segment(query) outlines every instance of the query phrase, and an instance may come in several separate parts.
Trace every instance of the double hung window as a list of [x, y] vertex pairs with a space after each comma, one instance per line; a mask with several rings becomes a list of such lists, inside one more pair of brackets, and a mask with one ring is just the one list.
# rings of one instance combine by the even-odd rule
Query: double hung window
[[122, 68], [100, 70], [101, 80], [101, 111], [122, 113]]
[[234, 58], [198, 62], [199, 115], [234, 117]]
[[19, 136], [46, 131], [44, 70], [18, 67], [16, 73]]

What to produce →
Reproduce the lines above verbatim, without altering any character.

Task output →
segment(query) outlines every instance of the query phrase, and an instance may come in several separate parts.
Trace every instance of the double hung window as a list of [x, y] vertex pairs with a space after each comma, one instance per line; a mask with several rings becomes a list of such lists, inside one more pair of brackets, and a mask with one ring is just the one list.
# rings of one instance combine by the even-odd rule
Query: double hung window
[[122, 68], [100, 70], [101, 80], [101, 111], [122, 113]]
[[234, 58], [198, 62], [199, 115], [234, 117]]
[[19, 136], [46, 131], [44, 70], [18, 67], [16, 73]]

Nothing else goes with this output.